* [Given problem 1] Edit the records starting at the line that contains "[locate] bush (give" and ending at the end of the records: replace "bush" with "shrub" and leave everything else unchanged.

* [Extract provided]
^^^^^^^^^^^^^^^^

This is my fourth year at University and this is the first time a teacher has sent a personal email like this giving advice.

Blanket emails and announcements are often ignored by students because they may lack relevance. The Student Relationship Engagement System, or the SRES, was developed from 2012 at the University of Sydney by academics who needed to efficiently scale up personalised pastoral and learning support to cohorts of 1000-2000 students. If you’re a unit coordinator, you can join over 80 of your colleagues from across 20 departments and schools to use the award-winning SRES to personalise bulk interactions with your students.

When I tried the SRES for the first time, I was blown away by the immediate reaction from my students… [they] were really pleased to have been singled out and either offered help or praised for their efforts. This is motivating for both ends of the spectrum… [The SRES] engages students easily and effectively.

What can it do for me?

One example of how emails can be personalised using data within the SRES

The SRES can help you by

  • personalising bulk contact (emails and SMS) to your targeted segments of your student cohort
  • saving time and mistakes associated with data entry and eliminating double-entry
  • making personalised and targeted feedback more efficient
  • giving students nicely-formatted grades and feedback
  • helping to manage large cohorts.
One example of a fully customisable data entry screen
An example of an 'electronic roll' within the SRES
An example of an ‘electronic roll’ within the SRES

Academics from around the University are currently using the SRES in range of ways.

  • fast in-class grading and targeted feedback via email
  • providing personalised support based on Turnitin Quickmark usage
  • marking attendance
  • reaching out to struggling students
  • encouraging high performers and providing extra opportunities
  • and more

Here’s what some academics from around the University have to say:

I’ve found the SRES to be a useful motivational tool… I was surprised and gratified by how much students valued our encouragement and recognition… It shows how helpful the SRES is in allowing us to give the kind of personalised attention to students that time wouldn’t otherwise allow.

^^^^^^^^^^^^^^^^

* [Stored dataset items]

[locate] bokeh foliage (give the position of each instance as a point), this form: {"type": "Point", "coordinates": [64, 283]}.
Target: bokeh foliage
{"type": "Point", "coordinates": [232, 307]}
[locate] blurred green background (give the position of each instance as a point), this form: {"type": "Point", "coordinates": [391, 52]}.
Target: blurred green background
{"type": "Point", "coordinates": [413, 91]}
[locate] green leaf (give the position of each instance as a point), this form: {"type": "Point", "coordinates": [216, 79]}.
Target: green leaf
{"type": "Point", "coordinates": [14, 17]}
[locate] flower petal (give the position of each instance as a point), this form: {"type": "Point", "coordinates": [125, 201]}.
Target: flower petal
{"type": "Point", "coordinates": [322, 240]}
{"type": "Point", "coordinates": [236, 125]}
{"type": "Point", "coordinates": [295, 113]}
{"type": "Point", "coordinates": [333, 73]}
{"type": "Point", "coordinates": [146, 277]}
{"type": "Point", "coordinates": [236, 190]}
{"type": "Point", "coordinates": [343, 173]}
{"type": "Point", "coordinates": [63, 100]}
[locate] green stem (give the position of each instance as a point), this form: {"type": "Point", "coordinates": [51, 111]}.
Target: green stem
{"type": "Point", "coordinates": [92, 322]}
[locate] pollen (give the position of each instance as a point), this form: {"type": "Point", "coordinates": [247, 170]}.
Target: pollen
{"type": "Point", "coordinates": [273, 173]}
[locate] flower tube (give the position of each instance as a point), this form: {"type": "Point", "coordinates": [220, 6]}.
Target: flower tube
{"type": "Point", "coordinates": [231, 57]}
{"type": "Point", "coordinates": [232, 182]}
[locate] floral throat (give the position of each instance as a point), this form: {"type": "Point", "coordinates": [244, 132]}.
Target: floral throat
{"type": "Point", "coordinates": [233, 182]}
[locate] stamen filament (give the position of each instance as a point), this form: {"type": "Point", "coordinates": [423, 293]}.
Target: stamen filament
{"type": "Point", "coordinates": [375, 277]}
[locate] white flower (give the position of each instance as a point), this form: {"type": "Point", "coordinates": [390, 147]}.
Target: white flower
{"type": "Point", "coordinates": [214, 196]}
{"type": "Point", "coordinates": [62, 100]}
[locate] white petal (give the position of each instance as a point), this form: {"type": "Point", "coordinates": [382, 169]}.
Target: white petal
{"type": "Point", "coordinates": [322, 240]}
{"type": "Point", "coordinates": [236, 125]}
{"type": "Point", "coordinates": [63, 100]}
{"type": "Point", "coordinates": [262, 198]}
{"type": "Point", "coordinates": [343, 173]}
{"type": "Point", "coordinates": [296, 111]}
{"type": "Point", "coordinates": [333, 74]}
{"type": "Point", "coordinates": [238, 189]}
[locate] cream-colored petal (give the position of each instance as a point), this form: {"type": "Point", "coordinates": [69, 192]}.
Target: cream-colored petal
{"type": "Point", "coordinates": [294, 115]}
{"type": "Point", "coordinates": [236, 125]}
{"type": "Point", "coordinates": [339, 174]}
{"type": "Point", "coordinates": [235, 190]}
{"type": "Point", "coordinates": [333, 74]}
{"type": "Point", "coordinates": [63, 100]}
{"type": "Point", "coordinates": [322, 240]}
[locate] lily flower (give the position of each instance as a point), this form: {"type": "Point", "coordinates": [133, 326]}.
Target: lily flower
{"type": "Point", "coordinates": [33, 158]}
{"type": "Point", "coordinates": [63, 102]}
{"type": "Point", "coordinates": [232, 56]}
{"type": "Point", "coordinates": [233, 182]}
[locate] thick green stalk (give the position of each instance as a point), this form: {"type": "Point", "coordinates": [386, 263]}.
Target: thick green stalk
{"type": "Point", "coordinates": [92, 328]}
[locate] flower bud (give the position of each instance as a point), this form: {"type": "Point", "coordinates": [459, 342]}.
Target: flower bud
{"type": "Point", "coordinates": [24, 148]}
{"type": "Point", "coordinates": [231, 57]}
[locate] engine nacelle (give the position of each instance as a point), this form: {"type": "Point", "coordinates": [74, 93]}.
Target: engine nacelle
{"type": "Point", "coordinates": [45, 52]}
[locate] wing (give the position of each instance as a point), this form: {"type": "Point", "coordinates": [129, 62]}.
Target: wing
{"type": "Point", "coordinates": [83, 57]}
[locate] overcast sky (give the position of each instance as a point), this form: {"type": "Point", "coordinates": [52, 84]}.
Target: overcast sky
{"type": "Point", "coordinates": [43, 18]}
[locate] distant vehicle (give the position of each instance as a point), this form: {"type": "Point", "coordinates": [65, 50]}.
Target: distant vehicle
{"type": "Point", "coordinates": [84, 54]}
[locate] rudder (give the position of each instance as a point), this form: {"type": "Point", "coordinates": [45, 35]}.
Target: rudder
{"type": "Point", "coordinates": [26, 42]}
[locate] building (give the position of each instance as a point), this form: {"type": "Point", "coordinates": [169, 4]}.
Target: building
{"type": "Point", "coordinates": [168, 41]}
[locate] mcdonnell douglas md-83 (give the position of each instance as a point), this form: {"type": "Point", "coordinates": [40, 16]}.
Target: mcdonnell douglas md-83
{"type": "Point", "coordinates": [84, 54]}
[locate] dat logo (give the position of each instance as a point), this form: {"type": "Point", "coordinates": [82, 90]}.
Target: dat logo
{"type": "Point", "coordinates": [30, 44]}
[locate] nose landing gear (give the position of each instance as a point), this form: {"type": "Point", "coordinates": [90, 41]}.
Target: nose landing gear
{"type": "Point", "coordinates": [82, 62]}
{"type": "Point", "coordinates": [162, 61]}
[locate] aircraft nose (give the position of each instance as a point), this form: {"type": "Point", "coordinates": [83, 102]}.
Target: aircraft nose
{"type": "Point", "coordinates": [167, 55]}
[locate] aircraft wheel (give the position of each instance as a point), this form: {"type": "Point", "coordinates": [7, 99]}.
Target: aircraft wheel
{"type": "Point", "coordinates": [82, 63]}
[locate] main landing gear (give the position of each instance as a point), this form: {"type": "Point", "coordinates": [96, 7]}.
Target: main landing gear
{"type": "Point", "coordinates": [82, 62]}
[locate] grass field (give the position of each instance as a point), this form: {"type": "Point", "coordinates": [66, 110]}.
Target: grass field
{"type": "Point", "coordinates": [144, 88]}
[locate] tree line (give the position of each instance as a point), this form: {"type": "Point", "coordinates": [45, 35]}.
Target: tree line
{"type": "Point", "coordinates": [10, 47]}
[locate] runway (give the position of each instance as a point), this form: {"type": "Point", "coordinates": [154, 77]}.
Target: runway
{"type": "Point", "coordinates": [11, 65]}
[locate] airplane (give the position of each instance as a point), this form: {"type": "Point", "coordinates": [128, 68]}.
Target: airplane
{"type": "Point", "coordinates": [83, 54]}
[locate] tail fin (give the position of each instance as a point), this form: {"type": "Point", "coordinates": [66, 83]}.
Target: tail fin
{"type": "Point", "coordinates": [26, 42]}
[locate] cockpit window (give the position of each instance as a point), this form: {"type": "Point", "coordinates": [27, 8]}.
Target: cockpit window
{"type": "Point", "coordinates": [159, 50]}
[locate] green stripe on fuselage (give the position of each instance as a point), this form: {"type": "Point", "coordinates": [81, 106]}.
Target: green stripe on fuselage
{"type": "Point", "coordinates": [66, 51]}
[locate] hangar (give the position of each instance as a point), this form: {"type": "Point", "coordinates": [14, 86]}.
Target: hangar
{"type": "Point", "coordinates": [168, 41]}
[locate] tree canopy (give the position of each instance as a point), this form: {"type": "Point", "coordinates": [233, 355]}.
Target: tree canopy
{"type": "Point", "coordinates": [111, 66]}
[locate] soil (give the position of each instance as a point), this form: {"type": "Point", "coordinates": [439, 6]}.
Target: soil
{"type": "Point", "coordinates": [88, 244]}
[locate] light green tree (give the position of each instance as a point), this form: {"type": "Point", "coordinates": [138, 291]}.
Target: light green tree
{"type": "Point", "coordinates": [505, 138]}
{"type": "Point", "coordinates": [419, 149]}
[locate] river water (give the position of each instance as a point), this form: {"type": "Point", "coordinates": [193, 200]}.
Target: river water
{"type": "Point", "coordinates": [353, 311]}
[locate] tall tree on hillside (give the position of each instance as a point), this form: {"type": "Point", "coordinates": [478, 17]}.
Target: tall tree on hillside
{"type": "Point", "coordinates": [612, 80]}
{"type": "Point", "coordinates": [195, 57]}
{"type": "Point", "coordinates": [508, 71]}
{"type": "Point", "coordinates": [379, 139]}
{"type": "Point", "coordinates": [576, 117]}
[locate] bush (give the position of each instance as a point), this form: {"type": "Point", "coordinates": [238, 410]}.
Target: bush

^^^^^^^^^^^^^^^^

* [Given problem 2] According to the passage on the SRES, what are all the ways the SRES can help you?

* [Worked solution 1]
[locate] shrub (give the position of each instance as a point), this form: {"type": "Point", "coordinates": [238, 410]}.
Target: shrub

* [Worked solution 2]
- personalising bulk contact (emails and SMS) to your targeted segments of your student cohort
- saving time and mistakes associated with data entry and eliminating double-entry
- making personalised and targeted feedback more efficient
- giving students nicely-formatted grades and feedback
- helping to manage large cohorts